• _Fragment_:

┄┄┄┄┄┄┄┄┄┄┄┄┄┄┄┄┄┄┄┄

A za mrokiem piękny świat
Helena Boguszewska to dziś postać mało znana. Być może ktoś skojarzyłby ją jako przyjaciółkę Zofii Nałkowskiej, ktoś połączyłby ją z Jerzym Kornackim. Polonista od razu przyporządkuje ją do grupy literackiej Przedmieście. I cóż? Jej twórczość pozostaje raczej nieznana. Ja sam usłyszałem o tej autorce dopiero na studiach. Kilka lat temu zainteresowało mnie „Całe życie Sabiny” (które chyba właśnie tu – na BiblioNETce – rozpoczęło drugie życie). W tym roku absolutnie zachwyciła mnie książka „Jadą wozy z cegłą”: ni to napisana pięknym językiem powieść środowiskowa, ni to dogłębny reportaż. Wystawiłem tej pozycji pierwszą biblionetkową ocenę. Dziś, znów jako pierwszy tutaj, oceniłem debiut Boguszewskiej z 1932 roku – „Świat po niewidomemu”. I znów pozostaję uwiedziony, oczarowany pięknem tej prozy.
„Świat po niewidomemu” to reportaż poświęcony pensjonariuszom zakładu dla dzieci ociemniałych w Laskach. Helena Boguszewska – nie tylko pisarka, lecz także działaczka społeczna – w jednej i drugiej roli zainteresowana losem biednych, pokrzywdzonych, usytuowanych na marginesie życia przybywa do tego ośrodka z rzeczywistości ludzi widzących. Żądne wrażeń dzieci są otwarte na nowe znajomości, szybko zaprzyjaźniają się z pisarką, chętnie oprowadzają ją po swoim „świecie po niewidomemu”. Wydaje się, że Boguszewska – kobieta wrażliwa i empatyczna – musi w swojej relacji balansować między chłodem rzetelnego opisu, a emocjami, których nie da się uniknąć. Ten świat, który daje i nie daje się poznać jednocześnie, porusza ją do głębi.

┄┄┄┄┄┄┄┄┄┄┄┄┄┄┄┄┄┄┄┄

• _Zadanie_:
Proszę przepisać słowo w słowo część tekstu o Helenie Boguszewskiej od „A za mrokiem” do „pięknem tej prozy.”.

• _Zebrane dane_:
┄┄┄┄┄┄┄┄┄┄┄┄┄┄┄┄┄┄┄┄

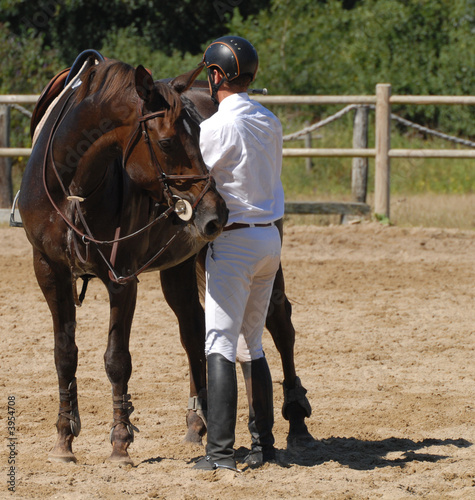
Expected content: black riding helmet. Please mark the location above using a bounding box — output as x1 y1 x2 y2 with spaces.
203 36 259 102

┄┄┄┄┄┄┄┄┄┄┄┄┄┄┄┄┄┄┄┄

• _Odpowiedź_:
A za mrokiem piękny świat
Helena Boguszewska to dziś postać mało znana. Być może ktoś skojarzyłby ją jako przyjaciółkę Zofii Nałkowskiej, ktoś połączyłby ją z Jerzym Kornackim. Polonista od razu przyporządkuje ją do grupy literackiej Przedmieście. I cóż? Jej twórczość pozostaje raczej nieznana. Ja sam usłyszałem o tej autorce dopiero na studiach. Kilka lat temu zainteresowało mnie „Całe życie Sabiny” (które chyba właśnie tu – na BiblioNETce – rozpoczęło drugie życie). W tym roku absolutnie zachwyciła mnie książka „Jadą wozy z cegłą”: ni to napisana pięknym językiem powieść środowiskowa, ni to dogłębny reportaż. Wystawiłem tej pozycji pierwszą biblionetkową ocenę. Dziś, znów jako pierwszy tutaj, oceniłem debiut Boguszewskiej z 1932 roku – „Świat po niewidomemu”. I znów pozostaję uwiedziony, oczarowany pięknem tej prozy.